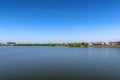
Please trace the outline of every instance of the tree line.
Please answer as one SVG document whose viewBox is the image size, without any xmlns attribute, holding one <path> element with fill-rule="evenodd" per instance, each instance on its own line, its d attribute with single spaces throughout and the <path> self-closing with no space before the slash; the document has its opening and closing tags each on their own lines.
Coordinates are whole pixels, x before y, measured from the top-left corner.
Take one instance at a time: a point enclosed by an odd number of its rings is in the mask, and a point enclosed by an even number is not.
<svg viewBox="0 0 120 80">
<path fill-rule="evenodd" d="M 48 44 L 15 44 L 14 46 L 68 46 L 68 47 L 88 47 L 88 43 L 48 43 Z"/>
</svg>

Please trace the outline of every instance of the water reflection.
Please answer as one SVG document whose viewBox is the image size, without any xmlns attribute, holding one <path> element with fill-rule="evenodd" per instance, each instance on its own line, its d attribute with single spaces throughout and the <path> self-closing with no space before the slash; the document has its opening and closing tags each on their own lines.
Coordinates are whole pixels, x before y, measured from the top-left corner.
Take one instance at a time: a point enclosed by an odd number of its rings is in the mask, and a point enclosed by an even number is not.
<svg viewBox="0 0 120 80">
<path fill-rule="evenodd" d="M 120 80 L 120 49 L 0 47 L 0 80 Z"/>
</svg>

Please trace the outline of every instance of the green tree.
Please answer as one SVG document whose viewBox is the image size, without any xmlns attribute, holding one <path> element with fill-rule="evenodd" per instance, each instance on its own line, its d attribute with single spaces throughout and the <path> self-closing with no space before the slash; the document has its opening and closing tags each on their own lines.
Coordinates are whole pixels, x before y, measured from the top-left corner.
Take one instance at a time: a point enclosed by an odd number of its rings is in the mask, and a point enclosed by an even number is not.
<svg viewBox="0 0 120 80">
<path fill-rule="evenodd" d="M 85 47 L 85 48 L 87 48 L 88 46 L 89 46 L 89 44 L 88 44 L 88 43 L 85 43 L 85 44 L 84 44 L 84 47 Z"/>
</svg>

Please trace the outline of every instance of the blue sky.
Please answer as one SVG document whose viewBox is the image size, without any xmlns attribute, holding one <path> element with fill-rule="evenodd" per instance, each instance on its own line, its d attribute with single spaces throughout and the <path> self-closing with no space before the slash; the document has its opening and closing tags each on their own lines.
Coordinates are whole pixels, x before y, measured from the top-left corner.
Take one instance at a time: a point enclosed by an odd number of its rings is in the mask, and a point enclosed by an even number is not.
<svg viewBox="0 0 120 80">
<path fill-rule="evenodd" d="M 120 40 L 120 0 L 0 0 L 0 42 Z"/>
</svg>

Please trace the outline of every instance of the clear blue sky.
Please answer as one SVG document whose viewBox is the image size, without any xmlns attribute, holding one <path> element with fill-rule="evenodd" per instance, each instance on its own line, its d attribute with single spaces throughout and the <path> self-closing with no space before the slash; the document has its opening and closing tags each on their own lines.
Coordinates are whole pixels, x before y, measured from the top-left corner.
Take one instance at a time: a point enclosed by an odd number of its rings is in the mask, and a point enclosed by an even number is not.
<svg viewBox="0 0 120 80">
<path fill-rule="evenodd" d="M 119 40 L 120 0 L 0 0 L 0 42 Z"/>
</svg>

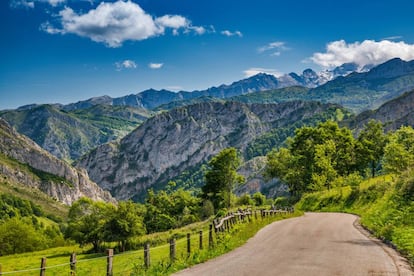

================================

Show every line of the listing in which the string "tree" can be found.

• Task answer:
Please trace the outline of every instance of the tree line.
Please trace the outline of every instance of the green tree.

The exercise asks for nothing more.